Document segment =>
——
Mr J. M. Affolter, F.I.A.: I work for Charles Taylor. I have been a GI Actuary for about 10 Years. I would just like to confirm that I agree with some of the other points made. I think actuaries are the original data scientists. We should have confidence going into this area.

One of the benefits we can bring is helping with the choice of methods to apply. Sometimes a simple method is appropriate, sometimes a complex one is appropriate. Actuaries are well equipped to make those type of choices. It is important that actuaries learn the practical computer programming techniques.

I think if the profession wants to do more than just become Solvency II experts, this is an important crossroads. Maybe learning these techniques should be compulsory as part of CPD.

The Chairman: I am sure, having sat down with Council 6 weeks ago, that there is a lot of enthusiasm for being more than just regulatory Solvency II experts.

Mr P. J. Lee, F.I.A.: I am on Council, as indeed Louise (Pryor) and Andrew (Slater) are. I think that this meeting is very timely. There is a threat and an opportunity. The threat is accelerating. I was at a Microsoft webinar last week, a full day conference that they had in Redmond. They are claiming that in the last year they have made progress that they thought would take another 5 years thanks to deep learning.
——
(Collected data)
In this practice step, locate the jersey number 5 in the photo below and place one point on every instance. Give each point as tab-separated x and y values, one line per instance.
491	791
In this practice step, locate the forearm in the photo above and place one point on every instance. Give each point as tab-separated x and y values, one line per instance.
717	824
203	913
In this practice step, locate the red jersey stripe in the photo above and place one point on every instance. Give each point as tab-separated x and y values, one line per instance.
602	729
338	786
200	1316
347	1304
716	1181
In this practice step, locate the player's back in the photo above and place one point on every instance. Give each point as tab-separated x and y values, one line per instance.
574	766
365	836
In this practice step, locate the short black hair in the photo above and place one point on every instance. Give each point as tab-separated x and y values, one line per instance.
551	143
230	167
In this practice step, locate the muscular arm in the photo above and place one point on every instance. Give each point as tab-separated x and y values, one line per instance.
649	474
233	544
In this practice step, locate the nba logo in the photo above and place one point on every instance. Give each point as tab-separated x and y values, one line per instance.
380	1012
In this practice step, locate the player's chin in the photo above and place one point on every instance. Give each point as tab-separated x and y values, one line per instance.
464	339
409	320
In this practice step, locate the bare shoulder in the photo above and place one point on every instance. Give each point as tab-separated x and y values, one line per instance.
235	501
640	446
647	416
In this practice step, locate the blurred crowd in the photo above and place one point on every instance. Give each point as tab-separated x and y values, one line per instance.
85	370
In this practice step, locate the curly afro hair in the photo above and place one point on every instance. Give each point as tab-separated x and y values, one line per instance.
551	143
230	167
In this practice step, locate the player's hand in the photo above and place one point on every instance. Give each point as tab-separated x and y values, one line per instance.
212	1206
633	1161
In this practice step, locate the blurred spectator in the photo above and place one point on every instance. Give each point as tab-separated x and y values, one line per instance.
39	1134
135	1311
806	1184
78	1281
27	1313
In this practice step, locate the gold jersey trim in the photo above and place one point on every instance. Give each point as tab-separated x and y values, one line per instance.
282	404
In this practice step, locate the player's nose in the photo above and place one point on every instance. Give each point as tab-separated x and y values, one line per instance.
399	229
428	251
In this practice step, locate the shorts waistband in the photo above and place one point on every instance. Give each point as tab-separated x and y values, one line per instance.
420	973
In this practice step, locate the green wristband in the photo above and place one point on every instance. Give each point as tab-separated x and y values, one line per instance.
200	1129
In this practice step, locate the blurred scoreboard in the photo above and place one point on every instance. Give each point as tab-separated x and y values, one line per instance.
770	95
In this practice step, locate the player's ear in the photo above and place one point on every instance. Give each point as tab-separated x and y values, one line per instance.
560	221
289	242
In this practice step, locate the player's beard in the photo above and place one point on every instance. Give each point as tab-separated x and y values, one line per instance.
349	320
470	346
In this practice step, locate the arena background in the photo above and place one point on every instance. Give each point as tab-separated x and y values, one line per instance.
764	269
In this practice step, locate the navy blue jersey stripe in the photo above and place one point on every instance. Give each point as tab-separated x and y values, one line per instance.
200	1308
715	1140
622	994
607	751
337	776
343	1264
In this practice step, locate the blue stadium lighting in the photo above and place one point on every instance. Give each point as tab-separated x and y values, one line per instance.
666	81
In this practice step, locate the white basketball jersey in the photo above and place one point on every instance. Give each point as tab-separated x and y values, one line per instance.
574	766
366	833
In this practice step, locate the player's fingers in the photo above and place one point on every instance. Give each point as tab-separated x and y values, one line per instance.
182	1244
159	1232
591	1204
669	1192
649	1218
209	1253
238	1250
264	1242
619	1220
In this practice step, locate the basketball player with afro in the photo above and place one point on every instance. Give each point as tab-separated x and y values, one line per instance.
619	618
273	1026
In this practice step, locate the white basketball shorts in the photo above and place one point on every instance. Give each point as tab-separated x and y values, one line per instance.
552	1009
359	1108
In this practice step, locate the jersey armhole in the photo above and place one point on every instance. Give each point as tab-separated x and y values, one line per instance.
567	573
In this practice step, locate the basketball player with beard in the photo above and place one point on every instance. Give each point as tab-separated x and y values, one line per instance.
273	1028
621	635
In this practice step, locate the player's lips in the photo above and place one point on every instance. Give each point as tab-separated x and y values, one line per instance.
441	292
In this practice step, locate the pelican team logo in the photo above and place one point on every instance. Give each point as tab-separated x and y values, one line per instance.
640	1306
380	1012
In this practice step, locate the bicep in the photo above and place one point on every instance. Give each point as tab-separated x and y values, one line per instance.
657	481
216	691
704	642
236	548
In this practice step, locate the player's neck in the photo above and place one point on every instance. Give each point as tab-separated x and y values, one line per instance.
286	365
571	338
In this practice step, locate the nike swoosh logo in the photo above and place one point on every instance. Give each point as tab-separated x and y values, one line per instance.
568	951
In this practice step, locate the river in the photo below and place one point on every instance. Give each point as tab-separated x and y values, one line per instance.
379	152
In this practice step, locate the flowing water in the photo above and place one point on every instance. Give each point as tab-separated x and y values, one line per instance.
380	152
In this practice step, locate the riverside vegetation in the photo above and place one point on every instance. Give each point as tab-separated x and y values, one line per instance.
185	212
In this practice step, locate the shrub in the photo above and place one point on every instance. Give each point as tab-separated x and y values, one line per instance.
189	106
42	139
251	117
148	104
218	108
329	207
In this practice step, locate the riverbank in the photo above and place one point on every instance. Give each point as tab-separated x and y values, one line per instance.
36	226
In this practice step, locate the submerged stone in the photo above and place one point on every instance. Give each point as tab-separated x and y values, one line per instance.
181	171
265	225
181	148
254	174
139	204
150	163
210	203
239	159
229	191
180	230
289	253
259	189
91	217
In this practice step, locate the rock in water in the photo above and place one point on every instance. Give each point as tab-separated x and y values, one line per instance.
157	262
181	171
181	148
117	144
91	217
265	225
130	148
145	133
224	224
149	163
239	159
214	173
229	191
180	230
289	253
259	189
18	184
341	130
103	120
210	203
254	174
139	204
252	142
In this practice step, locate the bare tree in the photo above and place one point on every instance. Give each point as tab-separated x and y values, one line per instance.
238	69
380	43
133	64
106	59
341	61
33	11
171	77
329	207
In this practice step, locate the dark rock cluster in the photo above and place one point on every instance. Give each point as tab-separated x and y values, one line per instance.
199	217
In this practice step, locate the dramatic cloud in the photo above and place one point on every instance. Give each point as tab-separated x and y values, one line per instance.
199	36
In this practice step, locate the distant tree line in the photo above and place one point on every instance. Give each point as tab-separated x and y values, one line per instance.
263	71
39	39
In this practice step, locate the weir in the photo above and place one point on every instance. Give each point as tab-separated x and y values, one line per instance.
——
Requirements =>
A. Answer these questions about the meeting discussion:
(i) For about how long has Mr J. M. Affolter been a GI Actuary?
(ii) How long ago did the Chairman sit down with Council?
(iii) Where was the Microsoft conference held?
B. Write out the passage from the meeting discussion, starting at "I think if the" and ending at "to deep learning.".

Answers provided =>
A.
(i) About 10 years.
(ii) 6 weeks ago.
(iii) In Redmond.

B.
I think if the profession wants to do more than just become Solvency II experts, this is an important crossroads. Maybe learning these techniques should be compulsory as part of CPD.

The Chairman: I am sure, having sat down with Council 6 weeks ago, that there is a lot of enthusiasm for being more than just regulatory Solvency II experts.

Mr P. J. Lee, F.I.A.: I am on Council, as indeed Louise (Pryor) and Andrew (Slater) are. I think that this meeting is very timely. There is a threat and an opportunity. The threat is accelerating. I was at a Microsoft webinar last week, a full day conference that they had in Redmond. They are claiming that in the last year they have made progress that they thought would take another 5 years thanks to deep learning.